## WORK REQUIRED
Write out, word for word, the first line of the data below and every line after it through the one containing "positive clicks: (473, 330) (462, 331)".

[Stored records]
###
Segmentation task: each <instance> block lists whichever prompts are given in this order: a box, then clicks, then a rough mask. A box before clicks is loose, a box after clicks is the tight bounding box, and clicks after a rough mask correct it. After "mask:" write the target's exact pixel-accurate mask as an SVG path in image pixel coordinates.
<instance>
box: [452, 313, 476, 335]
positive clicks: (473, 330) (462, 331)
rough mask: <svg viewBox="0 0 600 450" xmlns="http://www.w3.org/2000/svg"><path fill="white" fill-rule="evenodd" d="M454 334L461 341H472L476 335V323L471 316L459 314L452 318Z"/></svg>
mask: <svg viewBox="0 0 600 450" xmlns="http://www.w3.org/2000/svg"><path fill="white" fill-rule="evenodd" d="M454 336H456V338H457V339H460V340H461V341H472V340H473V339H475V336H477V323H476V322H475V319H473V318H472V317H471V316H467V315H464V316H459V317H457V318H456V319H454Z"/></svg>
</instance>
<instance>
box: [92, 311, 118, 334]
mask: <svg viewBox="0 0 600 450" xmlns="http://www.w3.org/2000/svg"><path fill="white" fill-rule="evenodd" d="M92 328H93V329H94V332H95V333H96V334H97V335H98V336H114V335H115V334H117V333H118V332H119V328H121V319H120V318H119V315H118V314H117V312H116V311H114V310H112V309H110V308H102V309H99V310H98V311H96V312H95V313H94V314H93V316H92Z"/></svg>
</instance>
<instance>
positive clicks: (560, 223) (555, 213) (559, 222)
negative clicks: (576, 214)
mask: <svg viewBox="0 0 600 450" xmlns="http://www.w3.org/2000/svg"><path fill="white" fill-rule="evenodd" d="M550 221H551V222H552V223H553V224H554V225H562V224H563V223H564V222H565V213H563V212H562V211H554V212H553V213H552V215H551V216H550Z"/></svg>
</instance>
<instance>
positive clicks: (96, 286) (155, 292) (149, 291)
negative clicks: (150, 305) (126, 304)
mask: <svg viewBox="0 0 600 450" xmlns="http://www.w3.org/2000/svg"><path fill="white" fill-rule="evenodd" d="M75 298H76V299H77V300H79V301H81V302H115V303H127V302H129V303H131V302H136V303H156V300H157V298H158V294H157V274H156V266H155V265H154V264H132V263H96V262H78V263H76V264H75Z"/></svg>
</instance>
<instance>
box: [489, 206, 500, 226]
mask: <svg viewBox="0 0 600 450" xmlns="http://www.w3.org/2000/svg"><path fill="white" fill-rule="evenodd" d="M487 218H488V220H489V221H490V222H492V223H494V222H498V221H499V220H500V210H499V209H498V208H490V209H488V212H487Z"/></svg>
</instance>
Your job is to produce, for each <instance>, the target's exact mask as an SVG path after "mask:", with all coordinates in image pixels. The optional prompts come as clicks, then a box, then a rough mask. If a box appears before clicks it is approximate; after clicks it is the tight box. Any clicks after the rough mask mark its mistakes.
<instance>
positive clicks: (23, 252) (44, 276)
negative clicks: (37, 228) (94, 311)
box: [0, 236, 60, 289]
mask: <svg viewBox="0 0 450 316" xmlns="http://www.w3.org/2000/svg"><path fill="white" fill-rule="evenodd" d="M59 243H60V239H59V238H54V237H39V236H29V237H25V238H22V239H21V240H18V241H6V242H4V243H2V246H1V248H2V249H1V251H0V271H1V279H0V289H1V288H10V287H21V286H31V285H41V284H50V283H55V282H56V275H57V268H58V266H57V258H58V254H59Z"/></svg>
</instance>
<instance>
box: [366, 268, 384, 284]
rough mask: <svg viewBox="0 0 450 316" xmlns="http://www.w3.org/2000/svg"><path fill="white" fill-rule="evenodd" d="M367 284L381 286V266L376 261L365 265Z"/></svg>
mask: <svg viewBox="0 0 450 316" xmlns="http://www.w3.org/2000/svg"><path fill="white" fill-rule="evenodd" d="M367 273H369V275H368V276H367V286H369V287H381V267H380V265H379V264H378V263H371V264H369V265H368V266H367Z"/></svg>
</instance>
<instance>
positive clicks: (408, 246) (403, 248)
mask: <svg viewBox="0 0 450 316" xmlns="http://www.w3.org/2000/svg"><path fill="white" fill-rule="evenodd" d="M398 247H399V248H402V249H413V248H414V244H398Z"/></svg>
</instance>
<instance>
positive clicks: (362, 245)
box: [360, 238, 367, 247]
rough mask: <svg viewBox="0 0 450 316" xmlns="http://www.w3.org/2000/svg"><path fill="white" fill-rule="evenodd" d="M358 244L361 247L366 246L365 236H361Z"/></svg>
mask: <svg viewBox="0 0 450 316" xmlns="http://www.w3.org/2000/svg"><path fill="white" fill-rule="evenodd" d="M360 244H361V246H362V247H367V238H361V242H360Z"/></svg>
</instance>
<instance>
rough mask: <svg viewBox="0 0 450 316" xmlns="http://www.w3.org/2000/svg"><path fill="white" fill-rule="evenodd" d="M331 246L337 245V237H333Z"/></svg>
###
## ANSWER TO THIS PROBLEM
Segmentation task: each <instance> block lists whichever prompts are given in this order: a box, then clicks, then a rough mask. A box before clicks is loose, a box after clicks is the tight bounding box, and clicks after a rough mask correct it. After "mask:" write the target's exact pixel-accurate mask as an SVG path in image pixel coordinates.
<instance>
box: [452, 313, 476, 335]
positive clicks: (473, 330) (462, 331)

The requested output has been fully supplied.